■ Check your understanding
1. Translate into Spanish this sentence from the resveratrol passage: "Thus, the activity of MPO in the myocardium can be considered as an indication of neutrophil infiltration."
2. Answer these questions from the resveratrol passage:
(a) What share of a neutrophil's dry cell weight does MPO account for?
(b) Which two agents inhibited the effect of Res on serum CK activity?
(c) According to the Discussion, which two substances may be important in the protective effect of Res?
3. Continue the resveratrol passage, picking up after its final sentence.

2,3,5-triphenyltetrazolium chloride-Evans blue double staining
indicated that compared with the MI/R group, Res significantly
reduced the infarct area, while L and M eliminated the effect of
Res. *P<0.05 vs. the MI/R group and
#P<0.05 vs. the MI/R + Res group. INF/AAR%,
myocardial infarct area/area at risk; MI/R, myocardial
ischemia/reperfusion; Res, resveratrol; L, L-NAME; M, methylene
blue; L, L-NG-nitroarginine methyl ester. |
Res inhibits neutrophil infiltration in
MI/R tissue
Neutrophils contain a certain quantity of MPO,
accounting for 5% of the dry cell weight. Thus, the activity of MPO
in the myocardium can be considered as an indication of neutrophil
infiltration. As shown in Fig. 2,
the MPO activity in the sham group was relatively lower, while the
MPO activity in the MI/R group was significantly increased. Res
significantly decreased the myocardial MPO activity, while L-NAME
and MB attenuated the effect of Res.
Res reduces the activity of serum CK in
MI/R rats
As shown in Fig. 3,
the activity of CK increased significantly in the MI/R group
compared with the sham group. CK activity decreased significantly
in the MI/R + Res group compared with the MI/R group. The effect of
Res was inhibited by L-NAME and MB.
Res reduces LDH levels in MI/R rats
As shown in Fig. 4,
the activity of LDH increased significantly in the MI/R compared
with the sham group. LDH activity decreased significantly in the
MI/R + Res group compared with the MI/R group. The effect of Res
was inhibited by L-NAME and MB.
Res reduces TNF-α levels in serum and
MI/R tissue
The MI/R injury results in production of a large
quantity of TNF-α. Thus, myocardial and serum TNF-α levels were
examined. As shown in Fig. 5,
compared with the MI/R group, Res significantly decreased the
levels of TNF-α in the myocardium and serum, which was eliminated
by L-NAME and MB.
Discussion
The major findings in the present study were that
Res attenuates the inflammatory reaction induced by I/R injury by
inhibiting neutrophil infiltration and TNF-α production. In
addition, NO and cGMP may be important in the protective effect of
Res.

■ Source data
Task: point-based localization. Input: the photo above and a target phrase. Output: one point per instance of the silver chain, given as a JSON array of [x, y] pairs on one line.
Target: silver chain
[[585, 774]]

■ Answers to each task
1. Por lo tanto, la actividad de la MPO en el miocardio puede considerarse un indicador de la infiltración de neutrófilos.

2.
(a) 5%
(b) L-NAME and MB
(c) NO and cGMP

3.
The inflammatory reaction is significant in
myocardial ischemia/reperfusion injury (1). The release of inflammatory cytokines
and the aggregation and infiltration of inflammatory cells are the
key steps in inflammation (14).
TNF-α is secreted mainly by macrophages, which is
likely to promote an inflammatory cascade by increasing the release
of other proinflammatory cytokines and influencing neutrophil
recruitment (15). TNF-α, a
significant cytokine in inflammation, is important in the
initiation of the inflammation induced by MI/R (16). TNF-α can induce the release of
other inflammatory mediators, increase the expression of cell
adhesion factor and promote neutrophil adhesion to endothelial
cells. In addition, TNF-α has a negative inotropic effect, which
can inhibit myocardial contractility and lower blood pressure.
TNF-α can also induce cardiomyocyte apoptosis and participate in
ventricular remodeling (17).
Previous studies indicate that the level of TNF-α increases
significantly following MI/R (18), while the administration of TNF-α
monoclonal antibody attenuated edema, and is conducive to cardiac
function recovery (19).
MI/R injury appears to be induced in part by
neutrophil activation. The underlying mechanisms include: i) Cell
damage caused by the release of oxygen free radicals, proteolytic
enzymes and cytotoxic substances; ii) the released inflammatory
mediators cause vascular endothelial cell damage, increased
vascular permeability and edema; iii) further activation of
inflammatory cells increase the inflammatory response (20); and iv) neutrophil adhesion to
vascular endothelium and small blood vessel occlusion results in
the no-reflow phenomenon (21).
Previous studies have demonstrated the link between
neutrophil and I/R injury. Removal of neutrophils or drug
inhibition of neutrophil activity has been shown to reduce I/R
injury (22,23). In the present study, it was
identified that neutrophil accumulation and TNF-α production in the
MI/R group increased significantly. In addition, Res reduced these
effects, indicating that Res attenuated neutrophil-mediated I/R
injury.
It is hypothesized that NO is closely correlated
with MI/R-induced inflammation (24). Endothelial-derived NO can inhibit
cell adhesion factors, including P-selectin and intercellular
adhesion molecule 1 levels, thereby inhibiting leukocyte adhesion
and inward membrane migration (25). Endothelial-derived NO can also
inhibit the expression of TNF-α and other pro-inflammatory factors.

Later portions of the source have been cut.